**Source passage:**
--- START ---

DHA-H sheds light on health of keiki’s teeth

| February 2, 2017 | 0 Comments

Dr. Katie Egbert
Tripler Dental Clinic
HONOLULU — Did you know that dental decay, or cavities, is the most common chronic disease in children? It is five times as common as asthma.
It is estimated that 51 million school hours per year are lost because of dental-related illnesses.

2017_NCDHMposter_lettersizeEarly tooth loss caused by cavities can result in failure to thrive, impaired speech development, absence from and inability to focus in school and decreased self-esteem. These are just some of the  reasons Dental Health Activity-Hawaii (DHA-H) is placing emphasis on the dental issues facing our children.

Dental Health Month
February is National Children’s Dental Health Month, or NCDHM, and the DHA-H has big plans for this year.

NCDHM commemorates its 68th anniversary in 2017, and its theme is “Choose Tap Water for a Sparkling Smile.”

In adherence to NCDHM tradition, during February, the dental profession will focus on oral health education, early childhood caries, sealant education, tooth decay, tobacco use, fluoride treatment, children’s nutrition and sports guards.

--- END ---

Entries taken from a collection

--- START ---

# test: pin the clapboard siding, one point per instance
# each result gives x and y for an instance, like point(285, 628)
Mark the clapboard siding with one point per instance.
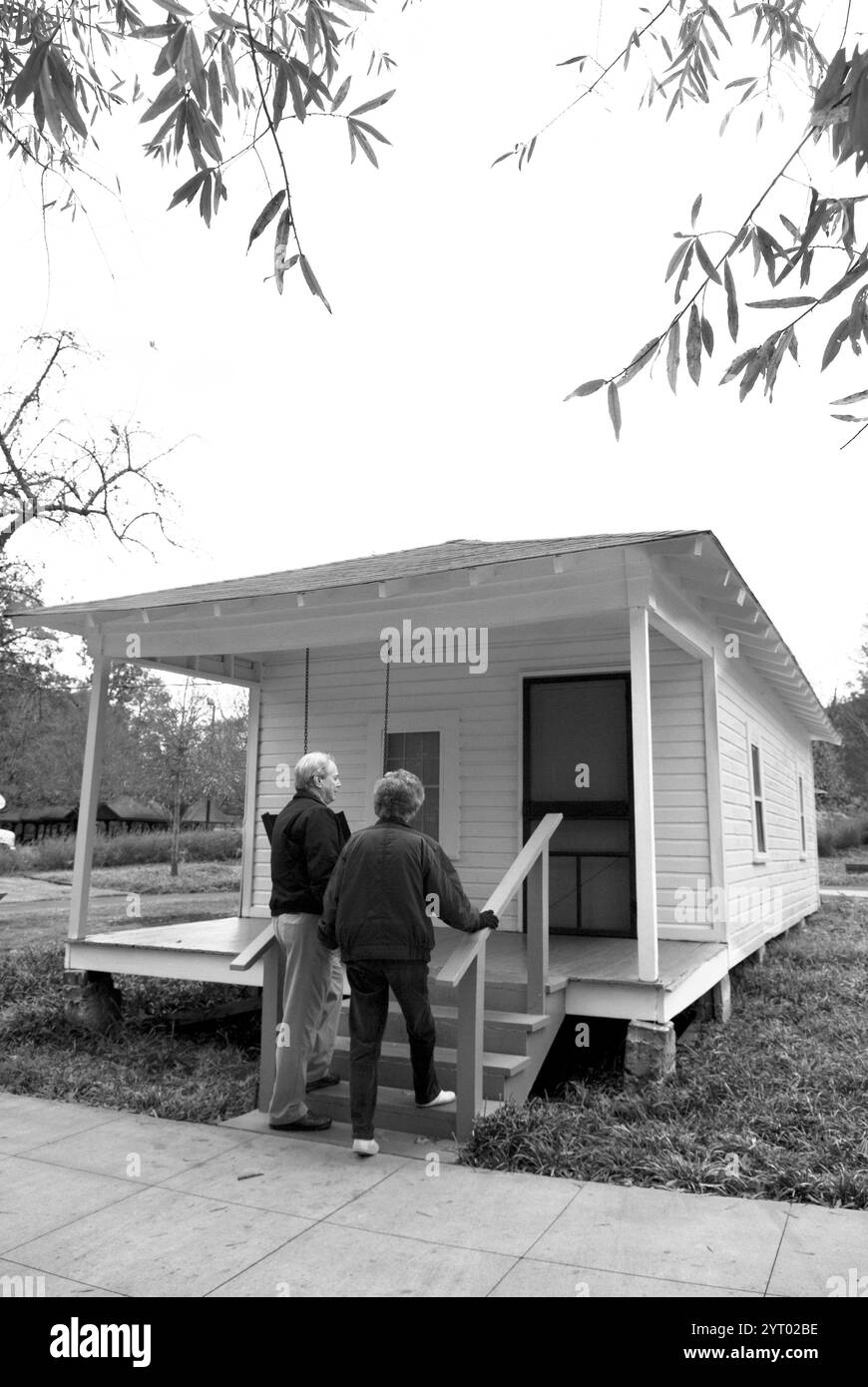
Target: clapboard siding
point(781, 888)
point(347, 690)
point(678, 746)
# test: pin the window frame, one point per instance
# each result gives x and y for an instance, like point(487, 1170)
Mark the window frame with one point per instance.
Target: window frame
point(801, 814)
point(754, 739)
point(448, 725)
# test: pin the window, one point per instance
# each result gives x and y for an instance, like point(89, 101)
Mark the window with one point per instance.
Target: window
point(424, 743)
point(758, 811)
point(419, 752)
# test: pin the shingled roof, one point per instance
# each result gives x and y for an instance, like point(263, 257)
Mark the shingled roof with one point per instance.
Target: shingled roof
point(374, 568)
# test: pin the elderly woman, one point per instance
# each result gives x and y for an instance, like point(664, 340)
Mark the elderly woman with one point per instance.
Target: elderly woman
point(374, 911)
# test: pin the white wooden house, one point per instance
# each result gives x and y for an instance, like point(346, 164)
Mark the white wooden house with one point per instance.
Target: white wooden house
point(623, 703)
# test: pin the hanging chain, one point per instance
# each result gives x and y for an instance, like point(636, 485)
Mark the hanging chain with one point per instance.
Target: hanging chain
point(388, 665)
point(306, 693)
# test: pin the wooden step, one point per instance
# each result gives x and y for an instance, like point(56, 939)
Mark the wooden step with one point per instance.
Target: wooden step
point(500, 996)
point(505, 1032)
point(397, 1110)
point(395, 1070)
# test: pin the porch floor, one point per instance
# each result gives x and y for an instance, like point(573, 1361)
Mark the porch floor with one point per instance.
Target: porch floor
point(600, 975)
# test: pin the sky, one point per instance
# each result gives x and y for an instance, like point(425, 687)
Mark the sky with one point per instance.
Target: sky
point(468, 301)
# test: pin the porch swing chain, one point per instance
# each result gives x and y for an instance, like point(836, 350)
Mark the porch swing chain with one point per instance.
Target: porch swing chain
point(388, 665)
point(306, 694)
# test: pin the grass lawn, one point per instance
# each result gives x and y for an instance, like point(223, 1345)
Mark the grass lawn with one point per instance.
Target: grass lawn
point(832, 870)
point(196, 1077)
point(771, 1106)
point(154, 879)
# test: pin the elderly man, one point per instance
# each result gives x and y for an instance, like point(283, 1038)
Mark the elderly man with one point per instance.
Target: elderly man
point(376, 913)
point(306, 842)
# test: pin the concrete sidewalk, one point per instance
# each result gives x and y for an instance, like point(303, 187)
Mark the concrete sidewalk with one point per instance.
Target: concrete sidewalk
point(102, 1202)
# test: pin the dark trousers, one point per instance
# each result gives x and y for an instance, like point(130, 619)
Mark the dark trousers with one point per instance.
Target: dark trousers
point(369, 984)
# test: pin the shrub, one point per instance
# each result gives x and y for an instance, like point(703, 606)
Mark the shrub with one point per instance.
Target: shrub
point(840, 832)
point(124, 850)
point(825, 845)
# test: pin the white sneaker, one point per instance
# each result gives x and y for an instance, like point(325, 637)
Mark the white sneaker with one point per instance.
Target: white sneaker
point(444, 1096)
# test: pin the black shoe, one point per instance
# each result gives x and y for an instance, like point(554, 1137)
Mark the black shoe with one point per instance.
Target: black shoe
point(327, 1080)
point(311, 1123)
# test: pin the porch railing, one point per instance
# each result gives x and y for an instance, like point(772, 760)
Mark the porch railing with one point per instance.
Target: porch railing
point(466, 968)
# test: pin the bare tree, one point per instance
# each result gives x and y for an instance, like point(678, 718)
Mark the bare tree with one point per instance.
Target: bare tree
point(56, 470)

--- END ---

**Exercise requirements:**
**a.** What is the 2017 theme of National Children's Dental Health Month, according to the article on children's dental health?
**b.** Does the article on children's dental health agree with each of these statements? (i) Dental decay is three times as common as asthma. (ii) National Children's Dental Health Month marks its 68th anniversary in 2017. (iii) An estimated 51 million school hours per year are lost because of dental-related illnesses.
**c.** Extend the article on children's dental health, starting after its last sentence.
The entries are separate material, apart from the article on children's dental health.

**Exercise responses:**
**a.** "Choose Tap Water for a Sparkling Smile."

**b.**
(i) No: "It is five times as common as asthma."
(ii) Yes: "NCDHM commemorates its 68th anniversary in 2017"
(iii) Yes: "It is estimated that 51 million school hours per year are lost because of dental-related illnesses."

**c.**
To observe NCDHM throughout Schofield Barracks, this year’s program includes dental health team visits to Peterson Child Development Center and Daniel K. Inouye Elementary School. Students will learn about oral hygiene, dental screenings, educational videos and hands-on activities. Every child will get a new toothbrush, toothpaste and dental floss.

DHA-H will also attend Solomon Elementary School’s career day.
It is DHA-H’s aim to educate communities about dental health because healthy habits and attitudes started early in life pave the way to healthy smiles for years to come.

Prevention tips
The following are tips from the American Dental Association in case of a dental emergency with your child.
•Keep the phone number of your child’s dentist (and an emergency number where the dentist can be reached after hours) with other emergency numbers.
•For toothaches, rinse the mouth with warm water to clean it out. Gently use dental floss or an interdental cleaner to remove any food or other debris that may be caught between the teeth. Never put aspirin or any other painkiller against the gums near the aching tooth. This could burn the gum tissue.
•For a knocked-out (avulsed) tooth, try to find the tooth. Hold the tooth by the crown and rinse the root in water if the tooth is dirty. Don’t scrub it or remove any attached tissue fragments.
If possible, gently insert and hold the tooth in its socket while you head to the dentist. If that’s not possible, put the tooth in a cup of milk and bring it to the dentist.
Time is critical for successful re-implantation.
•For a broken tooth, rinse the mouth with warm water. Use cold compresses on the outside of the cheek to reduce the swelling.
•For a possible broken jaw, apply cold compresses to control swelling. Get to the hospital emergency room immediately.
(Editor’s note: Egbert is a pediatric dentist at TAMC Dental Clinic.)  

The DHA-H team will visit Daniel K. Inouye Elementary School’s Pre-K and kindergarten classes on Feb. 14, 16 and 21. It will visit the Peterson Child Development Center on Feb. 23.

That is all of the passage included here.